[WHAT IS NEEDED]: Everything from the line containing "Target: cow leg" to the last line of the entries must be reproduced exactly, and nothing outside that range.

[RECORDS SUPPLIED]:
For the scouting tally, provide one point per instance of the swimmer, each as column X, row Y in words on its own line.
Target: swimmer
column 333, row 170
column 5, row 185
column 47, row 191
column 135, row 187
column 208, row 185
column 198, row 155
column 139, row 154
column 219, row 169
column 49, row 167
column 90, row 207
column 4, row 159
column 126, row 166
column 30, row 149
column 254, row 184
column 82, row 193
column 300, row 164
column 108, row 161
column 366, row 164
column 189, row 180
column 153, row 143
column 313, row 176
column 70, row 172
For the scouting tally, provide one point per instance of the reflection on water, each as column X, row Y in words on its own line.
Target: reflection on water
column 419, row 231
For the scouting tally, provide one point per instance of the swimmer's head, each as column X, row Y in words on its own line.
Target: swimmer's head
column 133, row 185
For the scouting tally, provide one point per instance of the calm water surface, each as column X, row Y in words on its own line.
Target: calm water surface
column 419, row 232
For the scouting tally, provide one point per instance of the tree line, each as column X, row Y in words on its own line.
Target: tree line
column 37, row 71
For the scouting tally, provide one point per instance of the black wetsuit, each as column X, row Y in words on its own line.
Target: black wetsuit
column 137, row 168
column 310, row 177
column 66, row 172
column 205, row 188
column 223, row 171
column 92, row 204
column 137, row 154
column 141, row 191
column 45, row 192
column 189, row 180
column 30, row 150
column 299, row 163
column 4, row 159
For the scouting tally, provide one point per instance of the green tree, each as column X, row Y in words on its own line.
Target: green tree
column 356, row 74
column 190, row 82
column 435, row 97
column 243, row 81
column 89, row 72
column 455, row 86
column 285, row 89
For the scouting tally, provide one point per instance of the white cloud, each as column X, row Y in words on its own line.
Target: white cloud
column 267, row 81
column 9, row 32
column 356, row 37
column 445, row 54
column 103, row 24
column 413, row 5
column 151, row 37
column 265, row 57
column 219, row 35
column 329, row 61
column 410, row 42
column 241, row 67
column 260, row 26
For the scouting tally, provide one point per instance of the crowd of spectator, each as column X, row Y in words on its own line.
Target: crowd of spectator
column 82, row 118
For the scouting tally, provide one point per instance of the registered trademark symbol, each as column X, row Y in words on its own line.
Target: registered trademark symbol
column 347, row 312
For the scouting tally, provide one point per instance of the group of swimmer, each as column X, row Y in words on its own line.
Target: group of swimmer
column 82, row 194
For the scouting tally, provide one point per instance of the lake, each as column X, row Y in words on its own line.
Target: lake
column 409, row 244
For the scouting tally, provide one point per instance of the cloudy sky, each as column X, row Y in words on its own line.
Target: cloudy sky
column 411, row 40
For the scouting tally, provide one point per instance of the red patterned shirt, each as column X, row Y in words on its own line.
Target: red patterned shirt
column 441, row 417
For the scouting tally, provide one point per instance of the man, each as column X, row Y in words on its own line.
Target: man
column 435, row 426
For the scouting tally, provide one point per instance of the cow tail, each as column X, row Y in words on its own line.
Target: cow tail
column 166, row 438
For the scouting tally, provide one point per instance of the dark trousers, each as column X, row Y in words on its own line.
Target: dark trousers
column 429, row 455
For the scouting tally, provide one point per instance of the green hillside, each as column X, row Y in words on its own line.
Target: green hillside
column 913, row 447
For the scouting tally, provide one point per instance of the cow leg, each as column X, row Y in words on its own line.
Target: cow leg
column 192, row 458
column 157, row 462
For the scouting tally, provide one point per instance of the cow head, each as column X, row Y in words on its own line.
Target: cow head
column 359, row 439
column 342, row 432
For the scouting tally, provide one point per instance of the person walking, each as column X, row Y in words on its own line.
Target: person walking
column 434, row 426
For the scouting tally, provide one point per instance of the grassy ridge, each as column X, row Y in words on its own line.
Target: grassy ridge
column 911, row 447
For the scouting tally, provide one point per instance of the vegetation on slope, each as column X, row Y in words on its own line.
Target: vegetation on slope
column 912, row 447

[FINISHED EXERCISE]:
Target: cow leg
column 192, row 458
column 157, row 462
For the scouting tally, provide one point per instance of the cow head, each as column X, row Y in words on its own line.
Target: cow head
column 359, row 439
column 342, row 432
For the scouting tally, provide one point per instance of the person walking, each as column X, row Y in words on its own line.
Target: person walking
column 434, row 426
For the scouting tally, provide one point per instance of the grassy ridge, each as column X, row Y in words on its own line.
Target: grassy ridge
column 911, row 447
For the scouting tally, provide one point per instance of the vegetation on slope, each as column X, row Y in words on its own line.
Target: vegetation on slope
column 912, row 447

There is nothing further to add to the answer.